To be done:
Write out the records word for word, with no pictures.

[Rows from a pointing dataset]
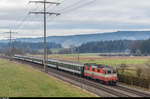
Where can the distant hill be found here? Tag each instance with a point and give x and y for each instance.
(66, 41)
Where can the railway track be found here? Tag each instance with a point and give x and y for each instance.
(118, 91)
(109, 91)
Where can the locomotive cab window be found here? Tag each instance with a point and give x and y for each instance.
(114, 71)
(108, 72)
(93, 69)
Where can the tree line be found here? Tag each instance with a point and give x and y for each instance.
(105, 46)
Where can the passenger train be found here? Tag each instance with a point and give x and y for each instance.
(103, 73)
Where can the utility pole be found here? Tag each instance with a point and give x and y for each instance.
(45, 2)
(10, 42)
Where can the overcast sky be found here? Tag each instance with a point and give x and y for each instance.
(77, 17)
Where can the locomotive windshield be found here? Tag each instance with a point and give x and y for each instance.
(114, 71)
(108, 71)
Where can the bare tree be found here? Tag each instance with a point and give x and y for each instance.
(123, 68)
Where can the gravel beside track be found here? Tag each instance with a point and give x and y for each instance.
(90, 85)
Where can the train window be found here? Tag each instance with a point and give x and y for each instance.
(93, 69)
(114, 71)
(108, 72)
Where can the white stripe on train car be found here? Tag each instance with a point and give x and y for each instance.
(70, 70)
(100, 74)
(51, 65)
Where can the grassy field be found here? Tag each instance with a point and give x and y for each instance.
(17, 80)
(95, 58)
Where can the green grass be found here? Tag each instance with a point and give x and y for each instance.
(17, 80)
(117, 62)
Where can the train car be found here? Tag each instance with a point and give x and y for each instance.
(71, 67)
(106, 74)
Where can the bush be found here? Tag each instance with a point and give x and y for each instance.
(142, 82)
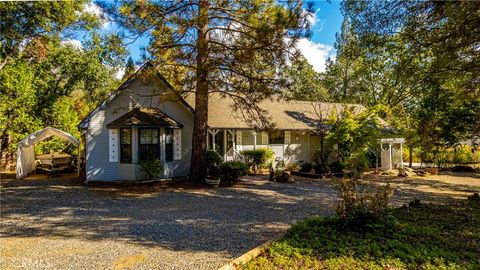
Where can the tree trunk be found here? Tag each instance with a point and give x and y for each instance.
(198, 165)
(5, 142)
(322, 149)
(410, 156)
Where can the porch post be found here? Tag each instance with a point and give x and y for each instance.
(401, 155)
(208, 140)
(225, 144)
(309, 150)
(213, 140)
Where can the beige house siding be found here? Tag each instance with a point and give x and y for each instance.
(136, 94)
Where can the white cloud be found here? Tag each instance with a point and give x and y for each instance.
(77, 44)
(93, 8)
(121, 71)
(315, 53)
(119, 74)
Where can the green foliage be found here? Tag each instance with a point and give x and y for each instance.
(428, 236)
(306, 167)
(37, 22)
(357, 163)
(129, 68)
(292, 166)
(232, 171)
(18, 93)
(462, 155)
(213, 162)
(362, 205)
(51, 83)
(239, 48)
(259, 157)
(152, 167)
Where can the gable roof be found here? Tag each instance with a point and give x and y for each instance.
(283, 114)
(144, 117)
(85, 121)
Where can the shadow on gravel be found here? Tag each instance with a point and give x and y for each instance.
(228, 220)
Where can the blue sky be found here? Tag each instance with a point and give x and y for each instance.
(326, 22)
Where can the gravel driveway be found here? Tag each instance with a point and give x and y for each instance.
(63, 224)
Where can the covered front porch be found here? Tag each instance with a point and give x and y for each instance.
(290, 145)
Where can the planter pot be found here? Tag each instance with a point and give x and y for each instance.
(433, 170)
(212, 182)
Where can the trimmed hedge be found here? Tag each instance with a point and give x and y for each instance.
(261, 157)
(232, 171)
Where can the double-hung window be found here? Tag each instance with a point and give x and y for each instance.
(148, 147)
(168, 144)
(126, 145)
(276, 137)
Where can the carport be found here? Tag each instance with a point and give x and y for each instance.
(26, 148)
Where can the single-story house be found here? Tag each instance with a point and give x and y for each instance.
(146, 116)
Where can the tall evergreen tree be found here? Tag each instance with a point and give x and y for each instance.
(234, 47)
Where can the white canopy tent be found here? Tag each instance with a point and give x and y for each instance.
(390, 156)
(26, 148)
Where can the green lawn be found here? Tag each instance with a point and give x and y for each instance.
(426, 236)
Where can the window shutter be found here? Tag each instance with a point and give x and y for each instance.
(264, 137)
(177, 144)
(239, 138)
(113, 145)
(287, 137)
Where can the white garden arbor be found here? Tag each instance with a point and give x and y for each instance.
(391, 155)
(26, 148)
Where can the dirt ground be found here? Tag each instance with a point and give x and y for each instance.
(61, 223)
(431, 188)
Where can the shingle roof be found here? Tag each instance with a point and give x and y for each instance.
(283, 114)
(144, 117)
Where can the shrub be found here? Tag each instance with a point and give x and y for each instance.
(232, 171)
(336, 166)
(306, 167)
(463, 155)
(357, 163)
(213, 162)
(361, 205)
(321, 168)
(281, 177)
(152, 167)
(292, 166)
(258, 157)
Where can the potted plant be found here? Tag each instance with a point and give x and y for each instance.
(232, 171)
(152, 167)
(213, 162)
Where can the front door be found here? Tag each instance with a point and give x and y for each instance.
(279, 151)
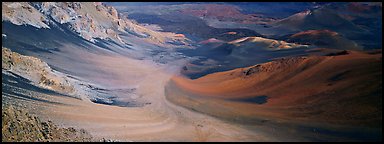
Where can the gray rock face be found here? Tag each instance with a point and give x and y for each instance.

Correct output:
Where can the distant hill be found here? Tag each instance with a point and give x and y for each instance.
(66, 41)
Where can the railway track be found here? Tag each instance with a point and give x and y for each instance.
(118, 91)
(109, 91)
Where can the locomotive cab window be found here? Tag each instance with a point and give x and y for each instance.
(114, 71)
(108, 72)
(93, 69)
Where can the tree line be found here? Tag each instance with a point and give x and y for each instance.
(105, 46)
Where can the passenger train be found here? Tag each instance with a point and give x and y for each instance.
(103, 73)
Where can the utility pole be found here? Tag each instance with a point and give x and y for each instance.
(45, 2)
(10, 42)
Where can the overcast sky be found here? Tag each instance with a point and give x and y for each instance.
(77, 17)
Where can the locomotive windshield be found here? Tag each instance with a point and give x and y for each instance.
(114, 71)
(108, 71)
Where can the bare tree be found here? Tag each instance with a point and give x and y for each instance.
(123, 68)
Where can the gravel beside track be found here? Tag each instance with a point and give x and y for each instance.
(90, 85)
Where can the train window be found here? Tag each instance with a point and give x and y for each instance.
(93, 69)
(114, 71)
(108, 72)
Where can the white stripe on train car be found here? Tag each instance with a point and give x and y for each instance.
(70, 70)
(100, 74)
(51, 65)
Where can the grassy field be found here? Tag each instance with a point and give x and y for each instance.
(17, 80)
(95, 58)
Where can the green grass be found here? Tag each instance with a point and give x and y for each instance.
(17, 80)
(117, 62)
Where can the train car be found here? Tag each instance with a point and give x and y for each instance.
(71, 67)
(106, 74)
Where can the bush be found here? Tag each instance with a point and give x and y for each instance.
(142, 82)
Where can the tree trunk be found here? Tag each instance with a point and give x and y for each instance.
(198, 165)
(5, 142)
(322, 149)
(410, 156)
Where can the porch post be found here? Tag each instance with a point and give x and y for each instance.
(401, 155)
(208, 140)
(225, 144)
(309, 150)
(213, 140)
Where can the beige house siding be found here? Tag each instance with a point and give x and y for each instance.
(136, 94)
Where can the white cloud be found here? Tag each instance with a point and give x and y for each instance.
(77, 44)
(93, 8)
(121, 71)
(315, 53)
(119, 74)
Where can the green foliage be found here? Tag each instance with a point and give x and y for each instance.
(428, 236)
(306, 167)
(37, 22)
(357, 163)
(129, 68)
(292, 166)
(232, 171)
(18, 93)
(462, 155)
(213, 162)
(362, 205)
(51, 83)
(239, 48)
(259, 157)
(152, 167)
Where can the gable roof be found here? Tag each instance with a point and give x and y for each instance.
(283, 114)
(144, 117)
(85, 121)
Where can the shadow on gravel be found here? Tag each instance with a point and give x and y for each instance.
(228, 220)
Where can the blue sky be found here? Tag each instance with a point and give x and y for each instance.
(326, 22)
Where can the gravel driveway be found here? Tag each instance with a point and give x and y for each instance.
(63, 224)
Where can the covered front porch be found here? Tag each instance with a point and give x and y for each instance.
(290, 145)
Where can the planter pot be found here? Tag each instance with a point and give x and y for each instance.
(433, 170)
(212, 182)
Where can the trimmed hedge be found here? Tag each instance with a point and give x and y for each instance.
(261, 157)
(232, 171)
Where can the double-hung window be found here? Tag each instance with a point and give x and y for each instance.
(148, 147)
(168, 144)
(126, 145)
(276, 137)
Where can the carport be found here? Tag each instance with a point and give x and y for each instance.
(26, 148)
Where can the single-story house be found here? Tag each instance with a point and give x and y for each instance.
(146, 116)
Where can the tall evergreen tree be found here? Tag each instance with a point and give x and y for each instance.
(234, 47)
Where can the white canopy tent be found here? Tag each instance with a point and give x and y for each instance.
(390, 156)
(26, 148)
Where can the green lawn be found here? Tag each instance with a point and give x and y for each instance.
(426, 236)
Where can the window shutter be found here? Tag each instance with a point and give x and y for each instance.
(264, 137)
(177, 144)
(239, 138)
(113, 145)
(287, 137)
Where can the white garden arbor be found here? Tag each instance with a point and give x and y for each instance.
(391, 155)
(26, 148)
Where can the dirt ground be found here? Tag each instance with a point and give x and y for each instance.
(61, 223)
(431, 188)
Where can the shingle roof be found here? Tag each instance with a point and give x and y for each instance.
(283, 114)
(144, 117)
Where can the shrub be found here? Tag each instance with a point and give x and y for each instance.
(232, 171)
(336, 166)
(306, 167)
(463, 155)
(357, 163)
(213, 162)
(361, 205)
(321, 168)
(281, 177)
(152, 167)
(292, 166)
(258, 157)
Where can the potted plant be found here? Tag each instance with a point and give x and y for each instance.
(232, 171)
(152, 167)
(213, 162)
Where can the front door be found here? Tag each instance with a point and give x and y for each instance.
(279, 151)
Where can the gray rock face be found here? Tag each instance with a point and give x and y for each instance.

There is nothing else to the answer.